> _GIVEN TEXT_
☆ ☆ ☆ ☆

The Moose Creek Organic Farm north of Oxbow doesn’t have a lot of livestock, but those that hang out around JoAnne Cushon’s chicken coop aren’t your everyday bunch of hens.
There are the white Canadian Chanticleers; but there are also big Buff Orpingtons, a lovely warm gold colour. The Danish Brown Leghorns have white cheeks and golden stripes on their necks. The Dark Brahmas have feathers on their feet and sort of heart-shaped foreheads. The Barred Plymouth are black and white striped, the Red Rock Cross are mostly black, the Rhode Island Reds are as you’d expect and the Ameraucanas have glorious markings rather like sharp-tailed grouse -- and they lay pale blue green eggs.
The rooster is a perfect picture of what a rooster’s supposed to look like. He came from a neighbour’s flock. He’s no favourite though; he picks on the hens and there are some bare backs in the flock to prove it.
Ask the sometime provincial biologist JoAnne, 'Why chickens?’ and the short answer is “I just like birds!”. The longer answer is that her grandfather was an ornithologist and director of the Delta Waterfowl Station in Manitoba. One of JoAnne’s favourite hangouts as a youngster was with her grandad at the duckling hatchery. She says it “just gives me a warm feeling to have my own chickens out here.”

☆ ☆ ☆ ☆

> _RECORDED DATA_
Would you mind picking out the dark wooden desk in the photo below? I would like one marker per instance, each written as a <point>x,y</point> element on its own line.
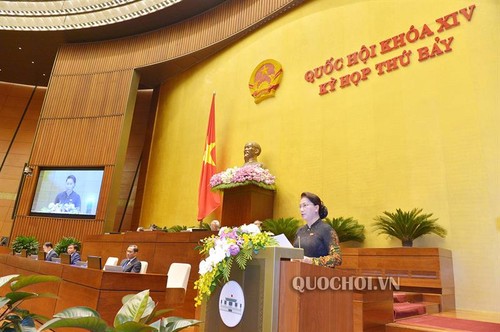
<point>99,290</point>
<point>159,249</point>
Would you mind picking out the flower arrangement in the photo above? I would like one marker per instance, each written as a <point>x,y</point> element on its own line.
<point>240,176</point>
<point>232,244</point>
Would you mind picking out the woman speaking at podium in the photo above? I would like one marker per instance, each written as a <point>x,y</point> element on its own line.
<point>318,239</point>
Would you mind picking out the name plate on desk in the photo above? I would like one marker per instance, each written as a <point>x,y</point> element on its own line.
<point>113,268</point>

☆ ☆ ☆ ☆

> _WORK TASK A_
In the piece about JoAnne Cushon's chickens at Moose Creek Organic Farm, which breed lays pale blue green eggs?
> _WORK TASK B_
Carry on the piece about JoAnne Cushon's chickens at Moose Creek Organic Farm, starting after its last sentence.

> _YOUR RESPONSE A_
The Ameraucanas

> _YOUR RESPONSE B_
Meat birds will be arriving soon. They’re destined for the freezer come fall, but the hens “get to live out their natural life spans”. She thinks the eldest is seven years old (a little younger than son Liam). She’s had other exotics including a pair of guinea fowl that she gave away when they became so territorial in spring they’d chase the rest away from the coop. The flock is free to range around the big farm yard, sometimes hanging out in flower beds, garden and orchard. “Chickens are good cultivators and they eat a lot of grasshoppers and other bugs” JoAnne says. If they gobble up the odd bit of lettuce in the garden, it’s worth it.
The most recent batch came as hatchlings by Canada Post from Alberta. They can handle the trip in a box without food or water, she says, because they hatch with a yolk sac which feeds them for up to three days. You have to order a minimum number though, enough to keep each other warm on the trip.